- **INPUT DATA**:
--- start ---

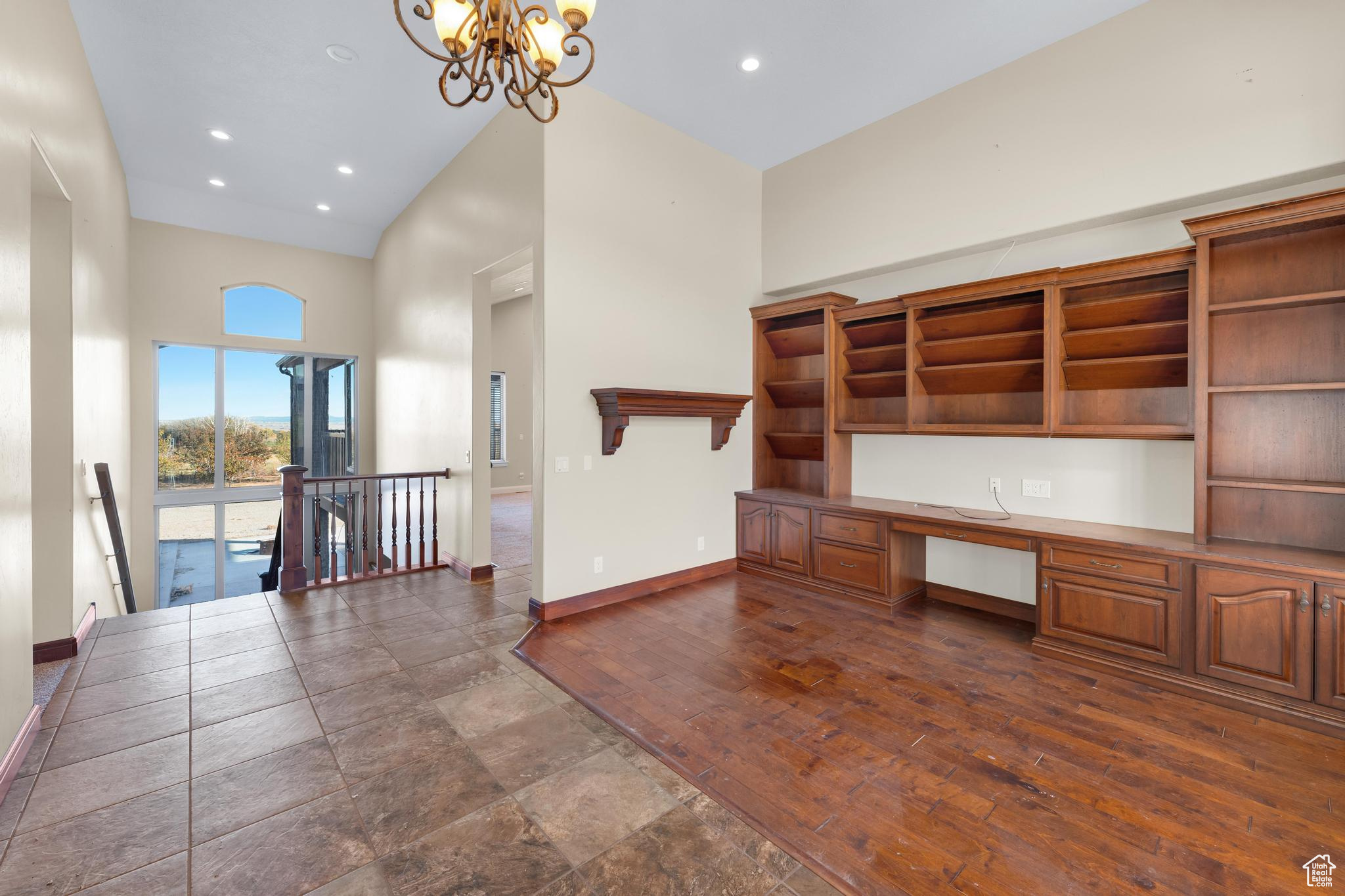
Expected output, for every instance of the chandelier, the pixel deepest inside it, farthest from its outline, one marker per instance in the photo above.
(489, 42)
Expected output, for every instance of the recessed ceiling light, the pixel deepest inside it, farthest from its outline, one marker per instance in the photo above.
(341, 53)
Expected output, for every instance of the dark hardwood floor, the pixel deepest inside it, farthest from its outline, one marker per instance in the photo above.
(933, 752)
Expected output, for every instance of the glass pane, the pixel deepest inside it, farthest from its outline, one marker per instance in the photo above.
(334, 417)
(186, 555)
(263, 399)
(264, 310)
(249, 536)
(186, 417)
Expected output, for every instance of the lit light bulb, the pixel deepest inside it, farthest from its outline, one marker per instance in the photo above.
(577, 12)
(546, 45)
(455, 20)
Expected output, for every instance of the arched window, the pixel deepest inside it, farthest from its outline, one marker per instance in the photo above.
(264, 310)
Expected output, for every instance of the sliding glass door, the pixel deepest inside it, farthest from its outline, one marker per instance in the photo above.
(228, 419)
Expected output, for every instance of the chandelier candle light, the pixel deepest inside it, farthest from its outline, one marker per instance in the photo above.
(485, 42)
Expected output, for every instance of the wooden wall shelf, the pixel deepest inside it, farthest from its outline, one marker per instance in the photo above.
(618, 406)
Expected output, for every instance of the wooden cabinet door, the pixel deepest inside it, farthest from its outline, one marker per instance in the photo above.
(755, 531)
(791, 542)
(1255, 629)
(1331, 647)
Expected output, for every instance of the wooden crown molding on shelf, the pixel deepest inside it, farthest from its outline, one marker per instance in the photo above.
(617, 406)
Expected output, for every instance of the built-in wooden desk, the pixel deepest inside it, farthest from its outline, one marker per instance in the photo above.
(1234, 622)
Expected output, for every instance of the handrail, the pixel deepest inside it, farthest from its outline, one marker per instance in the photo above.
(340, 523)
(119, 543)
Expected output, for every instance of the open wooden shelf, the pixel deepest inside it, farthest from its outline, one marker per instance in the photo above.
(885, 332)
(984, 379)
(1165, 337)
(1277, 485)
(797, 340)
(1002, 319)
(884, 385)
(797, 446)
(1023, 345)
(797, 393)
(1139, 308)
(1151, 371)
(1278, 301)
(879, 358)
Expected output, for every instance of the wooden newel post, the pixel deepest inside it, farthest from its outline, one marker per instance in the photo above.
(294, 576)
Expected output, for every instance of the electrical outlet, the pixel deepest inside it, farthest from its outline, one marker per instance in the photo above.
(1036, 488)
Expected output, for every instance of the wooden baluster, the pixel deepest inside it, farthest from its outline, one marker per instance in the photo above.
(350, 531)
(292, 572)
(363, 528)
(423, 522)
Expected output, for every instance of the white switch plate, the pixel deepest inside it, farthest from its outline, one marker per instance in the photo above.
(1036, 488)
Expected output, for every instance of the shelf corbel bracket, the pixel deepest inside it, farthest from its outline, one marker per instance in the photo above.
(617, 408)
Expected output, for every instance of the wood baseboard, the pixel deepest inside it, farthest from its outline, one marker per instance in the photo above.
(19, 748)
(594, 599)
(1206, 689)
(471, 574)
(985, 602)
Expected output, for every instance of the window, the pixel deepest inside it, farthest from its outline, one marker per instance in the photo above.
(228, 419)
(264, 310)
(498, 421)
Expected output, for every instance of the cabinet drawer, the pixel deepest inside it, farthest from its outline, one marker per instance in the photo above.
(857, 567)
(1125, 620)
(956, 534)
(1162, 572)
(849, 528)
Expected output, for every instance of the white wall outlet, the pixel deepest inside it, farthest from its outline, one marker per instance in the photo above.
(1036, 488)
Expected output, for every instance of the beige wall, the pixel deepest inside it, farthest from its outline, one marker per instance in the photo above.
(651, 261)
(177, 281)
(47, 92)
(1156, 109)
(512, 352)
(433, 360)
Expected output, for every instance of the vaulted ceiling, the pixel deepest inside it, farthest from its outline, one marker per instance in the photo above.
(170, 72)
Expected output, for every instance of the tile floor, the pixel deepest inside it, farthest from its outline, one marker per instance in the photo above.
(365, 740)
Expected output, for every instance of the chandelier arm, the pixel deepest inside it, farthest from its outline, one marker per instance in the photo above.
(420, 11)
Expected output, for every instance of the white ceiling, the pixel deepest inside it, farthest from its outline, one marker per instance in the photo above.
(170, 70)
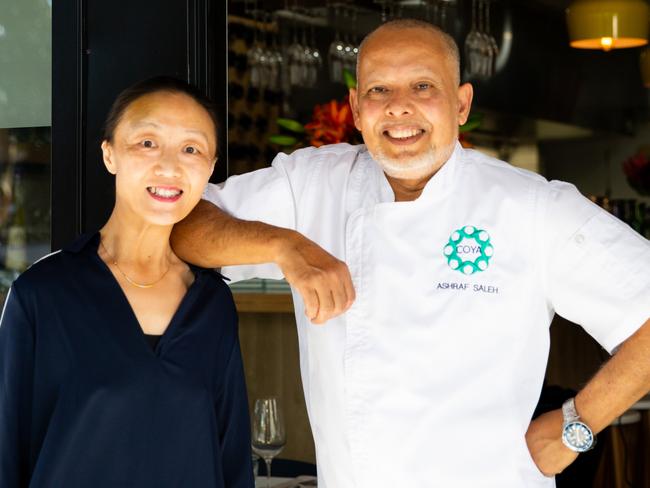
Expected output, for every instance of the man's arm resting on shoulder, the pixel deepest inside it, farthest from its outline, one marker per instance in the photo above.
(211, 238)
(621, 382)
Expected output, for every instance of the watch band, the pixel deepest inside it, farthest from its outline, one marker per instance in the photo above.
(569, 411)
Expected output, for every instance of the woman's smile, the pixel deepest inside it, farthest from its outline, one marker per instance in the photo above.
(165, 193)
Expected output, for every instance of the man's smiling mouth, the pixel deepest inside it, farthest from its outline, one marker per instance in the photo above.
(403, 136)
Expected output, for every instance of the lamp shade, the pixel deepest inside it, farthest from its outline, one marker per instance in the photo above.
(608, 24)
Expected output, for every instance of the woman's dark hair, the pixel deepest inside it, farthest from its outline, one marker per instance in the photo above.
(147, 87)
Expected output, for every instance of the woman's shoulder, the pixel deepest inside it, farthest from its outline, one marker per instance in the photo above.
(54, 268)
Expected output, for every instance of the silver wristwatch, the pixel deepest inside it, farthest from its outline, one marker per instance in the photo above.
(576, 435)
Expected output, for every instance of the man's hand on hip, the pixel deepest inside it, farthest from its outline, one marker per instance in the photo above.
(544, 439)
(323, 281)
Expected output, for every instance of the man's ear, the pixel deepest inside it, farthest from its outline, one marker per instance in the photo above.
(465, 95)
(354, 105)
(107, 156)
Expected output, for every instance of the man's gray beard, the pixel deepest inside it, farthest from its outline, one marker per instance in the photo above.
(415, 167)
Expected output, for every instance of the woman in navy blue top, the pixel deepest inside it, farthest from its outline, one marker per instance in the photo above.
(120, 364)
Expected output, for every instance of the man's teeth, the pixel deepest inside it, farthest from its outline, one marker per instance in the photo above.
(403, 133)
(164, 192)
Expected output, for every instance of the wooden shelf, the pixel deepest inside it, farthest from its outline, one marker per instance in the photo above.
(263, 302)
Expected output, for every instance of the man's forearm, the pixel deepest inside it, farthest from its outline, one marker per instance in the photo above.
(211, 238)
(619, 384)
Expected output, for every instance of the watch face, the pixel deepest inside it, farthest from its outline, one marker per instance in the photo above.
(577, 436)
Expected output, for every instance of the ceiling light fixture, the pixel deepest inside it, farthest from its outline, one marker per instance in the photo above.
(608, 24)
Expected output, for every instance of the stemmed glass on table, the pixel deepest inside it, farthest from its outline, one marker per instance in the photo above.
(269, 436)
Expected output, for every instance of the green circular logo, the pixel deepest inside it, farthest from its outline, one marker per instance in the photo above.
(469, 250)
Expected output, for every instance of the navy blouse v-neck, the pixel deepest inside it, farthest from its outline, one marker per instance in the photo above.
(86, 402)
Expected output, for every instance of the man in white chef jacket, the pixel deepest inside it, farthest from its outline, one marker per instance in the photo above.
(458, 262)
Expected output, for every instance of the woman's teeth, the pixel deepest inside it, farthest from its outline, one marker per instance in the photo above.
(403, 133)
(164, 192)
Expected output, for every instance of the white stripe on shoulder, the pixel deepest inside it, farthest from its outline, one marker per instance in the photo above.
(4, 307)
(45, 257)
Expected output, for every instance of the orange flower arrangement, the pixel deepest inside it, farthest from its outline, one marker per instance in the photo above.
(331, 123)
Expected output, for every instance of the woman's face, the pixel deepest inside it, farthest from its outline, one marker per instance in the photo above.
(162, 155)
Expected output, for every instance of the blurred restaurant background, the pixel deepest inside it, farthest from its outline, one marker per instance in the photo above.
(545, 99)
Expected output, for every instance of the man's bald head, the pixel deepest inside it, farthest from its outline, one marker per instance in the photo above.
(396, 27)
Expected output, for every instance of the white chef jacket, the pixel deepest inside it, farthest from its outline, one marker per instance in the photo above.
(431, 378)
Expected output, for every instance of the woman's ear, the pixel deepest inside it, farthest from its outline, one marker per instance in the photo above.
(107, 155)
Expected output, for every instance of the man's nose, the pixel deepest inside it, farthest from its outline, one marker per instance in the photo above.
(399, 104)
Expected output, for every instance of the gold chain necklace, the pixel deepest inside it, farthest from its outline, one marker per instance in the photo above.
(134, 283)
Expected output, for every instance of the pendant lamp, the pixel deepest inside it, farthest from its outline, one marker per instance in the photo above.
(608, 24)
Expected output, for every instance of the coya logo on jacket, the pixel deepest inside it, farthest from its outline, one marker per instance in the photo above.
(469, 250)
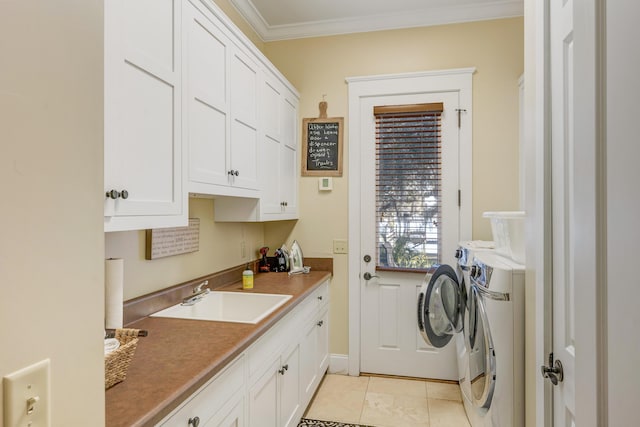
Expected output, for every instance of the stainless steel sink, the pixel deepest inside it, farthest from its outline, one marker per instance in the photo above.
(228, 307)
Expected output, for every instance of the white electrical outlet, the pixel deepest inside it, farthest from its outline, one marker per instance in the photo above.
(26, 396)
(340, 246)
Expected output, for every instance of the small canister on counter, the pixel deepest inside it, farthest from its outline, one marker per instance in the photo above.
(247, 279)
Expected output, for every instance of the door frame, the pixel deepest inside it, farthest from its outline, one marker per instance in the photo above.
(366, 86)
(591, 375)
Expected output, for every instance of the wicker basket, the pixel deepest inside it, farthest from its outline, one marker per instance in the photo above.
(117, 362)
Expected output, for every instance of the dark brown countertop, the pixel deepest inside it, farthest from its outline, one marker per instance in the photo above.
(179, 356)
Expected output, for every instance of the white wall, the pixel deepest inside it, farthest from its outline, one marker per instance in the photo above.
(51, 246)
(623, 209)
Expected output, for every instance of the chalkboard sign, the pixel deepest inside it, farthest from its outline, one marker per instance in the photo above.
(322, 146)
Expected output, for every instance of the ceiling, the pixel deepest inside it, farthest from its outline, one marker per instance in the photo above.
(289, 19)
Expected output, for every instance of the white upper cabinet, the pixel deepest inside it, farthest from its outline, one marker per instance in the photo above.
(280, 171)
(278, 165)
(243, 87)
(192, 107)
(143, 174)
(221, 93)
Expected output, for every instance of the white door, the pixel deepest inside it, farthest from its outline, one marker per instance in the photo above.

--- end ---

- **WHAT IS BEING ASKED**:
Reproduce the lines word for word, starting at the one holding "Expected output, for every instance of the dark brown" and ending at the final line of the material above.

- **OUTPUT FOR THIS TASK**:
Expected output, for every instance of the dark brown countertop, the pixel deepest inside it, farthest from its outline, one marker per instance in the photo above.
(179, 356)
Expected output, for every instance of the white wall, the pixel deepest inside it, farthest from its outline, one marker per instance in the photo above.
(51, 246)
(623, 209)
Expected output, for every instance of the chalkboard sign, the pixel deepest inside it, farthest from its outline, one marker per instance in the photo above.
(322, 146)
Expected output, for every instance of the ceiling, the pixel deepest inside it, farthest from its outline, one marker per instance in the photo above.
(289, 19)
Expected output, for every instance of the white upper cabinet, the pixel deepest inside it, farthest from its outline, one marker per instance in the photo above.
(280, 171)
(278, 165)
(243, 87)
(192, 107)
(143, 174)
(221, 93)
Expected output, for every instance of the white door, the pixel deepest inside it, farthest from its outline, one marker per instance in the photo above.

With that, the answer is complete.